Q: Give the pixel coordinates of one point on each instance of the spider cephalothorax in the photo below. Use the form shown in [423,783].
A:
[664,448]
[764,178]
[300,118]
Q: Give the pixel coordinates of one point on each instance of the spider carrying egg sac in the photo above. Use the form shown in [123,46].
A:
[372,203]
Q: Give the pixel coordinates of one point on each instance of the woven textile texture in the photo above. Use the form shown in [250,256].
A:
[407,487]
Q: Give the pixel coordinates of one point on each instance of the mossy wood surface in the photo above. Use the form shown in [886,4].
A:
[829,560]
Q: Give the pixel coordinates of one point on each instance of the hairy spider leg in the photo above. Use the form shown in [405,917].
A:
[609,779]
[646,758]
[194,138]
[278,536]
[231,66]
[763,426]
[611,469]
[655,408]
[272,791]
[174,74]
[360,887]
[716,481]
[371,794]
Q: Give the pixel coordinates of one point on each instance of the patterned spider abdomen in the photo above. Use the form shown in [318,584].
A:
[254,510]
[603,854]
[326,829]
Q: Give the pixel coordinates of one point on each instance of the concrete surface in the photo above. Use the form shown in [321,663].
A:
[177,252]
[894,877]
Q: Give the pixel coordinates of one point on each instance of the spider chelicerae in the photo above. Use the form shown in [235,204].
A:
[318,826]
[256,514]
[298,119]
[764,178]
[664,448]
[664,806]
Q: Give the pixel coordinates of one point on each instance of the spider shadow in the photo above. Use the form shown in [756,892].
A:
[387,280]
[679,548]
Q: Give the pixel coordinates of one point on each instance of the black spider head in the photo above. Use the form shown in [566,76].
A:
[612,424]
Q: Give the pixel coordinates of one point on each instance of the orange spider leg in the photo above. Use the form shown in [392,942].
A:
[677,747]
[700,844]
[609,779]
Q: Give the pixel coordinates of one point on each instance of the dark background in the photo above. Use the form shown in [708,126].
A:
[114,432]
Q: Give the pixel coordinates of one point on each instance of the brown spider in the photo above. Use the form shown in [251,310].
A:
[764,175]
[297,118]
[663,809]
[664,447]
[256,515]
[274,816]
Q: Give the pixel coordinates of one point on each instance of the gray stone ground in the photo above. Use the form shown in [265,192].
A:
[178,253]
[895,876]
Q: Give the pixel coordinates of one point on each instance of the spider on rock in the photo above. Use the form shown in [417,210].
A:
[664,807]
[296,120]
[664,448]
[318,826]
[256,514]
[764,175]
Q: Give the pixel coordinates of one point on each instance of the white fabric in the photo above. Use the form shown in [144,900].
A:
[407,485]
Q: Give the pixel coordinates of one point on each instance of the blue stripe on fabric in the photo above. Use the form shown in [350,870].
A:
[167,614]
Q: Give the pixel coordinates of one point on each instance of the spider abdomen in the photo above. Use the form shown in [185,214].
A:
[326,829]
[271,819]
****************
== Given task ==
Reproduce the data above in full, replacing each occurrence of "pixel coordinates" with "image coordinates" and leaving everything else unchanged.

== Answer to this problem ==
Q: Give the image coordinates of one point on each instance of the spider cephalothorax in the photo below. Use the form shown in [423,783].
A:
[664,448]
[764,178]
[300,118]
Q: Give the image coordinates of one point on each instance of the spider carrying egg sac in the photo above. Use the form shown in [123,46].
A:
[372,203]
Q: Give the image coordinates of one point on each instance of the woven textile texture in the photo above. Use the form shown in [250,256].
A:
[407,487]
Q: Give the image coordinates of one point on each instance of the mossy wood surface in the photo above. Use the form shown in [886,4].
A:
[829,560]
Q: Give the image coordinates of one point on each instance of the hairy spider leg in the photo above. Use the form shown in [405,917].
A:
[609,779]
[646,758]
[194,138]
[278,536]
[231,66]
[763,426]
[611,469]
[655,408]
[272,791]
[174,74]
[360,887]
[716,481]
[371,794]
Q: Give the image coordinates of one point on each instance of the patterned spider abdomen in the photo above. Use the form shown in [318,584].
A:
[254,510]
[603,854]
[326,829]
Q: Give the image coordinates of one point on each instance of the concrete surface in the photo above. Use the form shown in [321,663].
A:
[177,252]
[894,877]
Q: Give the image coordinates of one point on each instance of the spider chelicerae in the photo above. Use the form shown in [235,204].
A:
[318,826]
[256,514]
[298,119]
[764,178]
[664,448]
[664,806]
Q: Give the image coordinates of one point on each instance of the spider shadow in the photo above. Use the form shown in [756,892].
A:
[387,280]
[679,548]
Q: Give the image coordinates of one point on each instance of the black spider head in the photo above. Use the form shown in [566,76].
A:
[612,424]
Q: Give the image coordinates of one point on each instance of the orange spider leg in the photo above. Use the form shown in [392,942].
A:
[677,747]
[700,844]
[609,779]
Q: Give the image coordinates of one point on each instance of the dark background in the photo above. Use the form shown in [708,126].
A:
[114,432]
Q: Give the image coordinates of one point on each instance of the brown spider in the photo above. Use the form shown in [251,310].
A:
[764,175]
[297,118]
[663,809]
[664,447]
[256,515]
[274,816]
Q: Give the image coordinates of one point on each instance of the gray stone ground in the photo above. Use the form shown in [265,192].
A:
[178,253]
[895,876]
Q: Give the image coordinates of one point on each instance of the spider on rock in the photo above. Use the form shown in [417,210].
A:
[664,807]
[296,120]
[664,448]
[318,826]
[256,514]
[764,175]
Q: Give the image coordinates of one point on each instance of the white fabric in the photo above. Use the form shown in [144,900].
A:
[407,485]
Q: Give the image coordinates of one point on each instance of the blue stripe on fabric in the photo above. Use the form shown in [350,870].
A:
[167,614]
Q: Give the image coordinates of one point on each instance of the spider abdomen in the photo above. Use the form shown in [185,214].
A:
[326,829]
[271,819]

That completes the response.